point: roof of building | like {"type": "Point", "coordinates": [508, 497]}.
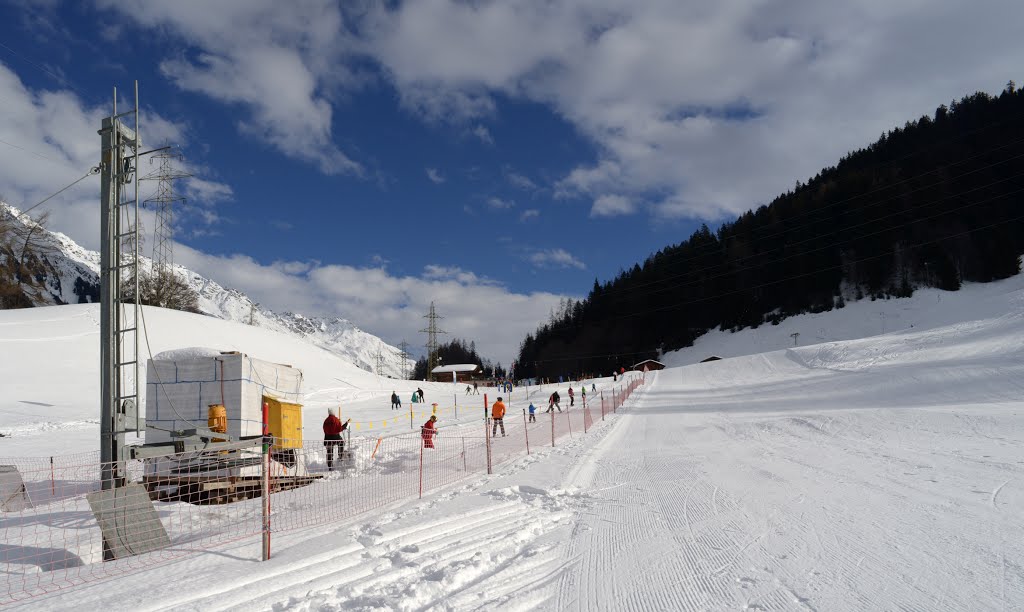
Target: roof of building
{"type": "Point", "coordinates": [455, 367]}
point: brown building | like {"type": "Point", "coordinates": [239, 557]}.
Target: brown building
{"type": "Point", "coordinates": [649, 364]}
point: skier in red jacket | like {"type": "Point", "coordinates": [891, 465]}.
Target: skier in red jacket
{"type": "Point", "coordinates": [428, 431]}
{"type": "Point", "coordinates": [332, 436]}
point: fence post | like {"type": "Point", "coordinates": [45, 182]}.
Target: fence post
{"type": "Point", "coordinates": [265, 482]}
{"type": "Point", "coordinates": [552, 411]}
{"type": "Point", "coordinates": [486, 438]}
{"type": "Point", "coordinates": [525, 428]}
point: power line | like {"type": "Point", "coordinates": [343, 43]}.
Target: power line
{"type": "Point", "coordinates": [717, 245]}
{"type": "Point", "coordinates": [62, 189]}
{"type": "Point", "coordinates": [630, 295]}
{"type": "Point", "coordinates": [767, 283]}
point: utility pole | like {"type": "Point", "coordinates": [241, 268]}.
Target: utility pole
{"type": "Point", "coordinates": [380, 360]}
{"type": "Point", "coordinates": [119, 324]}
{"type": "Point", "coordinates": [403, 355]}
{"type": "Point", "coordinates": [163, 202]}
{"type": "Point", "coordinates": [432, 333]}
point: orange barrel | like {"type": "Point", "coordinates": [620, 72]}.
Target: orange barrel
{"type": "Point", "coordinates": [217, 420]}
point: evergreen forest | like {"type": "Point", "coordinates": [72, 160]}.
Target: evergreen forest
{"type": "Point", "coordinates": [934, 203]}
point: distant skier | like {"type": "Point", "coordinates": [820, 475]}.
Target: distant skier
{"type": "Point", "coordinates": [498, 413]}
{"type": "Point", "coordinates": [332, 436]}
{"type": "Point", "coordinates": [428, 431]}
{"type": "Point", "coordinates": [553, 402]}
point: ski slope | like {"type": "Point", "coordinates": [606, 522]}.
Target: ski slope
{"type": "Point", "coordinates": [877, 473]}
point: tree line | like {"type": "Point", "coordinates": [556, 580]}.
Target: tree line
{"type": "Point", "coordinates": [459, 351]}
{"type": "Point", "coordinates": [934, 203]}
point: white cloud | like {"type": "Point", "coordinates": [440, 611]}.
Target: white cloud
{"type": "Point", "coordinates": [611, 206]}
{"type": "Point", "coordinates": [555, 258]}
{"type": "Point", "coordinates": [58, 132]}
{"type": "Point", "coordinates": [389, 306]}
{"type": "Point", "coordinates": [434, 175]}
{"type": "Point", "coordinates": [483, 134]}
{"type": "Point", "coordinates": [519, 180]}
{"type": "Point", "coordinates": [207, 190]}
{"type": "Point", "coordinates": [704, 110]}
{"type": "Point", "coordinates": [499, 205]}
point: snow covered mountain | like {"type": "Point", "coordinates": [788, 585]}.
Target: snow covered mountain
{"type": "Point", "coordinates": [70, 274]}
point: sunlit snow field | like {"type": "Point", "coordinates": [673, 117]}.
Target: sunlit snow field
{"type": "Point", "coordinates": [855, 471]}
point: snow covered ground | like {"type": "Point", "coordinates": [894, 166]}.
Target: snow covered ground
{"type": "Point", "coordinates": [875, 473]}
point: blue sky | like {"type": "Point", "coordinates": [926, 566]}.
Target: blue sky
{"type": "Point", "coordinates": [363, 159]}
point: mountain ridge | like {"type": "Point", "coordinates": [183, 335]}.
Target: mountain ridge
{"type": "Point", "coordinates": [66, 272]}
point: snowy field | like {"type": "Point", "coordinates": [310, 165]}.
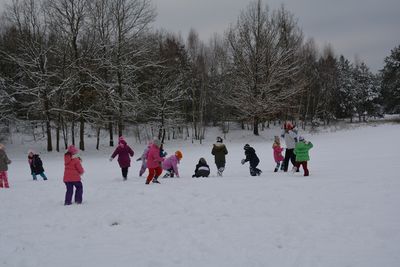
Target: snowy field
{"type": "Point", "coordinates": [347, 213]}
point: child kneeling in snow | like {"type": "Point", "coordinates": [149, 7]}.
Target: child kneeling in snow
{"type": "Point", "coordinates": [72, 175]}
{"type": "Point", "coordinates": [171, 164]}
{"type": "Point", "coordinates": [302, 155]}
{"type": "Point", "coordinates": [251, 156]}
{"type": "Point", "coordinates": [276, 146]}
{"type": "Point", "coordinates": [202, 169]}
{"type": "Point", "coordinates": [36, 165]}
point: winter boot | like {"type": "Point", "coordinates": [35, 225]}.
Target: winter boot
{"type": "Point", "coordinates": [277, 167]}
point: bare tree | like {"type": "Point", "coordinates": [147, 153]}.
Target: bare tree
{"type": "Point", "coordinates": [32, 58]}
{"type": "Point", "coordinates": [264, 49]}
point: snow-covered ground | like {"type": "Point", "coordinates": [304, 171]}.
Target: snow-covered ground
{"type": "Point", "coordinates": [345, 214]}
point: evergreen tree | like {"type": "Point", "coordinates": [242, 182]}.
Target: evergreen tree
{"type": "Point", "coordinates": [346, 86]}
{"type": "Point", "coordinates": [391, 82]}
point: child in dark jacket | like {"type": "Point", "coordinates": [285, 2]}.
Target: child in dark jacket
{"type": "Point", "coordinates": [72, 175]}
{"type": "Point", "coordinates": [277, 149]}
{"type": "Point", "coordinates": [251, 156]}
{"type": "Point", "coordinates": [219, 151]}
{"type": "Point", "coordinates": [302, 154]}
{"type": "Point", "coordinates": [124, 153]}
{"type": "Point", "coordinates": [202, 169]}
{"type": "Point", "coordinates": [4, 162]}
{"type": "Point", "coordinates": [36, 165]}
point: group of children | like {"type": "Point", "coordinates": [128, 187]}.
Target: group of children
{"type": "Point", "coordinates": [154, 159]}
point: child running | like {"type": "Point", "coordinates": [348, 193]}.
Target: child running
{"type": "Point", "coordinates": [171, 165]}
{"type": "Point", "coordinates": [72, 175]}
{"type": "Point", "coordinates": [154, 162]}
{"type": "Point", "coordinates": [251, 156]}
{"type": "Point", "coordinates": [302, 154]}
{"type": "Point", "coordinates": [124, 153]}
{"type": "Point", "coordinates": [202, 169]}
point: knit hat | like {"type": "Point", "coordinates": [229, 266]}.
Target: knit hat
{"type": "Point", "coordinates": [121, 140]}
{"type": "Point", "coordinates": [157, 142]}
{"type": "Point", "coordinates": [178, 154]}
{"type": "Point", "coordinates": [288, 126]}
{"type": "Point", "coordinates": [72, 149]}
{"type": "Point", "coordinates": [203, 161]}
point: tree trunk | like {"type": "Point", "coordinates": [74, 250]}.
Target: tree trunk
{"type": "Point", "coordinates": [82, 134]}
{"type": "Point", "coordinates": [49, 141]}
{"type": "Point", "coordinates": [73, 131]}
{"type": "Point", "coordinates": [110, 130]}
{"type": "Point", "coordinates": [98, 138]}
{"type": "Point", "coordinates": [58, 134]}
{"type": "Point", "coordinates": [255, 128]}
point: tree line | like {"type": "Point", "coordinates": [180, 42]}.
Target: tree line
{"type": "Point", "coordinates": [68, 64]}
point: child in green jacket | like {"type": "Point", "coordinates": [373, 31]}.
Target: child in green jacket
#####
Output all of the records word for word, and keep the pictures out of the copy.

> _Response to the task_:
point: roof of building | like {"type": "Point", "coordinates": [508, 497]}.
Target: roof of building
{"type": "Point", "coordinates": [455, 367]}
point: brown building | like {"type": "Point", "coordinates": [239, 557]}.
Target: brown building
{"type": "Point", "coordinates": [649, 364]}
point: skier in red jacket | like {"type": "Point", "coordinates": [891, 465]}.
Target: skier in red jacket
{"type": "Point", "coordinates": [428, 431]}
{"type": "Point", "coordinates": [332, 436]}
point: fence post | like {"type": "Point", "coordinates": [45, 182]}.
Target: fence post
{"type": "Point", "coordinates": [265, 482]}
{"type": "Point", "coordinates": [552, 411]}
{"type": "Point", "coordinates": [486, 438]}
{"type": "Point", "coordinates": [525, 428]}
point: power line | like {"type": "Point", "coordinates": [343, 43]}.
Target: power line
{"type": "Point", "coordinates": [717, 245]}
{"type": "Point", "coordinates": [62, 189]}
{"type": "Point", "coordinates": [630, 295]}
{"type": "Point", "coordinates": [767, 283]}
point: utility pole | like {"type": "Point", "coordinates": [241, 268]}.
Target: utility pole
{"type": "Point", "coordinates": [380, 360]}
{"type": "Point", "coordinates": [119, 324]}
{"type": "Point", "coordinates": [403, 355]}
{"type": "Point", "coordinates": [163, 202]}
{"type": "Point", "coordinates": [432, 333]}
point: orange barrel | like {"type": "Point", "coordinates": [620, 72]}.
Target: orange barrel
{"type": "Point", "coordinates": [217, 420]}
point: evergreen forest | like {"type": "Point", "coordinates": [72, 160]}.
Target: evergreen forest
{"type": "Point", "coordinates": [934, 203]}
point: distant skier | like {"type": "Point", "coordinates": [820, 475]}.
Target: distant skier
{"type": "Point", "coordinates": [498, 413]}
{"type": "Point", "coordinates": [332, 436]}
{"type": "Point", "coordinates": [428, 431]}
{"type": "Point", "coordinates": [553, 402]}
point: ski slope | like {"type": "Point", "coordinates": [606, 522]}.
Target: ski slope
{"type": "Point", "coordinates": [877, 473]}
point: tree line | like {"type": "Point", "coordinates": [556, 580]}.
Target: tree line
{"type": "Point", "coordinates": [459, 351]}
{"type": "Point", "coordinates": [934, 203]}
point: white cloud | like {"type": "Point", "coordinates": [440, 611]}.
Target: white cloud
{"type": "Point", "coordinates": [611, 206]}
{"type": "Point", "coordinates": [555, 258]}
{"type": "Point", "coordinates": [58, 132]}
{"type": "Point", "coordinates": [389, 306]}
{"type": "Point", "coordinates": [434, 175]}
{"type": "Point", "coordinates": [483, 134]}
{"type": "Point", "coordinates": [519, 180]}
{"type": "Point", "coordinates": [207, 190]}
{"type": "Point", "coordinates": [704, 110]}
{"type": "Point", "coordinates": [499, 205]}
point: snow covered mountain | like {"type": "Point", "coordinates": [788, 585]}.
Target: snow covered mountain
{"type": "Point", "coordinates": [70, 274]}
point: sunlit snow field | like {"type": "Point", "coordinates": [673, 117]}.
Target: sunlit snow field
{"type": "Point", "coordinates": [855, 471]}
point: snow covered ground | like {"type": "Point", "coordinates": [894, 166]}.
Target: snow covered ground
{"type": "Point", "coordinates": [875, 473]}
point: blue sky | like {"type": "Point", "coordinates": [926, 566]}.
Target: blue sky
{"type": "Point", "coordinates": [363, 159]}
point: mountain ridge | like {"type": "Point", "coordinates": [183, 335]}.
Target: mountain ridge
{"type": "Point", "coordinates": [66, 272]}
point: snowy field | like {"type": "Point", "coordinates": [310, 165]}.
Target: snowy field
{"type": "Point", "coordinates": [347, 213]}
point: child kneeling in snow | like {"type": "Point", "coordinates": [149, 7]}.
Target: child kneeling in snow
{"type": "Point", "coordinates": [72, 175]}
{"type": "Point", "coordinates": [171, 164]}
{"type": "Point", "coordinates": [302, 155]}
{"type": "Point", "coordinates": [251, 156]}
{"type": "Point", "coordinates": [276, 146]}
{"type": "Point", "coordinates": [202, 169]}
{"type": "Point", "coordinates": [36, 165]}
point: winter boot | like {"type": "Point", "coordinates": [35, 225]}.
Target: winter boot
{"type": "Point", "coordinates": [277, 167]}
point: bare tree | like {"type": "Point", "coordinates": [147, 153]}.
Target: bare tree
{"type": "Point", "coordinates": [32, 58]}
{"type": "Point", "coordinates": [264, 49]}
point: snow-covered ground | like {"type": "Point", "coordinates": [304, 171]}.
Target: snow-covered ground
{"type": "Point", "coordinates": [345, 214]}
point: evergreen tree | like {"type": "Point", "coordinates": [242, 182]}.
Target: evergreen tree
{"type": "Point", "coordinates": [346, 86]}
{"type": "Point", "coordinates": [391, 82]}
point: child in dark jacket | like {"type": "Point", "coordinates": [285, 2]}.
Target: child in dark jacket
{"type": "Point", "coordinates": [72, 175]}
{"type": "Point", "coordinates": [277, 149]}
{"type": "Point", "coordinates": [251, 156]}
{"type": "Point", "coordinates": [219, 151]}
{"type": "Point", "coordinates": [302, 154]}
{"type": "Point", "coordinates": [124, 153]}
{"type": "Point", "coordinates": [202, 169]}
{"type": "Point", "coordinates": [4, 162]}
{"type": "Point", "coordinates": [36, 165]}
point: group of children | like {"type": "Point", "coordinates": [128, 187]}.
Target: group of children
{"type": "Point", "coordinates": [154, 159]}
point: child running | like {"type": "Point", "coordinates": [348, 193]}.
Target: child running
{"type": "Point", "coordinates": [171, 165]}
{"type": "Point", "coordinates": [72, 175]}
{"type": "Point", "coordinates": [154, 162]}
{"type": "Point", "coordinates": [251, 156]}
{"type": "Point", "coordinates": [302, 154]}
{"type": "Point", "coordinates": [124, 153]}
{"type": "Point", "coordinates": [202, 169]}
point: knit hat | like {"type": "Point", "coordinates": [229, 266]}.
Target: knit hat
{"type": "Point", "coordinates": [121, 140]}
{"type": "Point", "coordinates": [157, 142]}
{"type": "Point", "coordinates": [178, 154]}
{"type": "Point", "coordinates": [288, 126]}
{"type": "Point", "coordinates": [72, 149]}
{"type": "Point", "coordinates": [203, 161]}
point: tree trunk | like {"type": "Point", "coordinates": [74, 250]}.
Target: tree trunk
{"type": "Point", "coordinates": [82, 134]}
{"type": "Point", "coordinates": [49, 141]}
{"type": "Point", "coordinates": [73, 131]}
{"type": "Point", "coordinates": [110, 130]}
{"type": "Point", "coordinates": [98, 138]}
{"type": "Point", "coordinates": [58, 134]}
{"type": "Point", "coordinates": [255, 128]}
point: tree line | like {"type": "Point", "coordinates": [180, 42]}.
Target: tree line
{"type": "Point", "coordinates": [68, 64]}
point: child in green jacket | like {"type": "Point", "coordinates": [373, 31]}.
Target: child in green jacket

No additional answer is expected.